▶ [Selected passage]:
OK you have multiple issues here.

Communication

EDIT: Despite being differential, RS-485 needs a "ground" return path to handle unbalanced signal currents. Since the distance is long and grounds can be severely different isolation is your best bet. Since you have not defined the requirement values, then it is impossible to tell you exactly how.

Isolated can mean the device Andy mentions, or opto-coupling the inputs.

Cabling

Again, you have not intimated what style of cabling you plan on using to carry the RS-485, specifically, whether said cable is shielded or not, and more importantly whether the connectors protruding from your board need to be earth grounded for safety reasons.

If the connectors are metal visible, or rather, metal touchable, they need to be safety grounded to the chassis.

If the cables are shielded, the shield should either be hard connected to safety ground, or loosely grounded through 10nF capacitors in parallel with 1Meg resistor.

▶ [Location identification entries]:
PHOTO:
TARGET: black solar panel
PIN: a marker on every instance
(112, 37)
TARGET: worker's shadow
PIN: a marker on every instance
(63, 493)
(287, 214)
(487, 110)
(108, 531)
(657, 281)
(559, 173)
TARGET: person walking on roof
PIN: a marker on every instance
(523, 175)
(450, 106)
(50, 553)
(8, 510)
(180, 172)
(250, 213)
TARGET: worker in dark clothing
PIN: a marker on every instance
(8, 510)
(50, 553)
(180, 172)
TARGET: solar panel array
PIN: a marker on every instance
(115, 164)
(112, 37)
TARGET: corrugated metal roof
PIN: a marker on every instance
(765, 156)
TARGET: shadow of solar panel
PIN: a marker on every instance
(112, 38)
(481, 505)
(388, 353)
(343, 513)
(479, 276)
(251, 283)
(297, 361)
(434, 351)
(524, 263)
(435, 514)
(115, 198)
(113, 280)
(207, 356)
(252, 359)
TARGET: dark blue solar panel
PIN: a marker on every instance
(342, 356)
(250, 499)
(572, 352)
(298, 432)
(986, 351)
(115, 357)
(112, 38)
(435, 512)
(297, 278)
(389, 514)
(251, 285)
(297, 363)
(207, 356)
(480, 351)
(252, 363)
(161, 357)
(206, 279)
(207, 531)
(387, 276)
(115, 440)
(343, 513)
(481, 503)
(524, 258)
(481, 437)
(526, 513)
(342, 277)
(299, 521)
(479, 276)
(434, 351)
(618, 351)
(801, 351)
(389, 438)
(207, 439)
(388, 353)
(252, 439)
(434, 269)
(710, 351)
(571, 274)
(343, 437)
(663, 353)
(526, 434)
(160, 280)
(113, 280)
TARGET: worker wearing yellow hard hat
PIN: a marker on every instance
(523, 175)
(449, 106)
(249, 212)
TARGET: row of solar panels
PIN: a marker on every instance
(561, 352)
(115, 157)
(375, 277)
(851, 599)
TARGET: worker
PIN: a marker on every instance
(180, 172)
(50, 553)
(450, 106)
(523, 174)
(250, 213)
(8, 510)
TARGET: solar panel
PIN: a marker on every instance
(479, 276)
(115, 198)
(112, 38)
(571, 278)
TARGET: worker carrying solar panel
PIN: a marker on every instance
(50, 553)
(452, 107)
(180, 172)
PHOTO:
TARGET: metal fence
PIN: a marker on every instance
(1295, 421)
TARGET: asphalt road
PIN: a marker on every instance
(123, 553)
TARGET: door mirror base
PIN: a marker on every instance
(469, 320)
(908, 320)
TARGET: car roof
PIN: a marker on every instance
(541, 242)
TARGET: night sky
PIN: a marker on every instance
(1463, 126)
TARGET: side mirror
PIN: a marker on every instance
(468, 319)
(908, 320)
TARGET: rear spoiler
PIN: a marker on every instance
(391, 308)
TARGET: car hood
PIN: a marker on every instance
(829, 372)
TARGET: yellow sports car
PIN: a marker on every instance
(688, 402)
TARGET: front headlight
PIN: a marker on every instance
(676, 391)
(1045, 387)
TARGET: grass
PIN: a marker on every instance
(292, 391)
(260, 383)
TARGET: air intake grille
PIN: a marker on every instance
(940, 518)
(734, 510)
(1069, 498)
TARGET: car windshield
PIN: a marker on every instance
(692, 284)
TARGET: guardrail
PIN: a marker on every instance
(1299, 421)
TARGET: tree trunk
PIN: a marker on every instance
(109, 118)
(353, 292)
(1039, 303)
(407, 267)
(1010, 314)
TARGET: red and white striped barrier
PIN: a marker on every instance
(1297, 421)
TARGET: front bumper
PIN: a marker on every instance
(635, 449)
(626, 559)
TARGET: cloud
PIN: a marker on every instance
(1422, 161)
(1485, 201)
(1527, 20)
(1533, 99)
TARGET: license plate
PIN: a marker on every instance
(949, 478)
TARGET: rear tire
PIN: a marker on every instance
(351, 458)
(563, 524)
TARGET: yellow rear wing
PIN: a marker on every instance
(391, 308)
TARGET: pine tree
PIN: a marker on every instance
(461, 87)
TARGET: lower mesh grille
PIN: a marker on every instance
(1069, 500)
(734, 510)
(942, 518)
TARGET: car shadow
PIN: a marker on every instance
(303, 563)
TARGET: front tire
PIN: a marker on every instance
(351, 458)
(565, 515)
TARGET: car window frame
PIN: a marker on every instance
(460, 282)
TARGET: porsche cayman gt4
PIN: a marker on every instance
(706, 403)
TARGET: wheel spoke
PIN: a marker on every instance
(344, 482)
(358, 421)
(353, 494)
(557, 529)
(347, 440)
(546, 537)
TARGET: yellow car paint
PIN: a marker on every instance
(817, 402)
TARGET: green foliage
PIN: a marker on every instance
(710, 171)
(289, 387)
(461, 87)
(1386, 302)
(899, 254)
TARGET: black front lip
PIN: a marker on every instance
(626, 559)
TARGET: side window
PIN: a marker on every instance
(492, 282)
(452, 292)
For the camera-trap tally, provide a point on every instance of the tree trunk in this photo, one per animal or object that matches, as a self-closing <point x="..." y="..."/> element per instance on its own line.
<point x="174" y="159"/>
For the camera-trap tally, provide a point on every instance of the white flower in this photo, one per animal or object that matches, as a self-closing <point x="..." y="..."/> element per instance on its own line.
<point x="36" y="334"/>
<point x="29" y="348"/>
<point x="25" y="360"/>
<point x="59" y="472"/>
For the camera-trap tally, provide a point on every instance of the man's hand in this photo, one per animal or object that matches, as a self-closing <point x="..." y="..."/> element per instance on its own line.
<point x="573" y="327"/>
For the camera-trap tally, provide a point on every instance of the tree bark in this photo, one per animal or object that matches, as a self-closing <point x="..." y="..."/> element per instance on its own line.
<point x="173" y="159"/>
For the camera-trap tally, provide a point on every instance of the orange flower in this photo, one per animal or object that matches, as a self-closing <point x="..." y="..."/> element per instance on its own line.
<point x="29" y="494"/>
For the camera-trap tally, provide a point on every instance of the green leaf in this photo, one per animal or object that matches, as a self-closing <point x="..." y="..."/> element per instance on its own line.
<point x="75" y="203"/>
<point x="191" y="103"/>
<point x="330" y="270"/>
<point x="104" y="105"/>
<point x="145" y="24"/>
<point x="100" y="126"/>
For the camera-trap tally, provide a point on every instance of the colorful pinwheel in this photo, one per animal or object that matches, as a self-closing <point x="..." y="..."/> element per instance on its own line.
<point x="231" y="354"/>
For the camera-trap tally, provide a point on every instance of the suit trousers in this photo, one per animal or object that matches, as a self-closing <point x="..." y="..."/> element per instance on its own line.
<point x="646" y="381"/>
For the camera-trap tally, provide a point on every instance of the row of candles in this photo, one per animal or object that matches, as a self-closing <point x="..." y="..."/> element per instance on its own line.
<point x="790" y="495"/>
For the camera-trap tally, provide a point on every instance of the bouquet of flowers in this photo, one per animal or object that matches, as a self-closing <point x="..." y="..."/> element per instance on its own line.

▶ [Challenges]:
a) Answer these about the RS-485 wiring advice:
(i) Despite being differential, what does RS-485 need, and to handle what?
(ii) What must be done with connectors that are metal touchable?
(iii) Through what can a cable shield be loosely grounded instead of being hard connected to safety ground?
b) Write what follows the final sentence of the RS-485 wiring advice.

▶ [Answers for this exercise]:
a)
(i) A "ground" return path, to handle unbalanced signal currents.
(ii) They need to be safety grounded to the chassis.
(iii) Through 10nF capacitors in parallel with a 1Meg resistor.

b)
The latter may not be possible if the connector in question has the shield attached to the connector shell which in turn is connected to the unit's connector which you already grounded earlier. That is unavoidable.

Internally

The system ground should indeed be connected to the safety ground, either through a hard connection or via a capacitor resistance combination. The grounding system designed such that no currents will flow through said grounds from the system itself. That is.. NO SIGNAL RETURN CURRENTS.

This grounding connection provides two functions, it prevents static build up in your electronics, and it provides an escape path for EMC and EMI currents.

All safety grounds should be star-connected individually to a single hook-up point.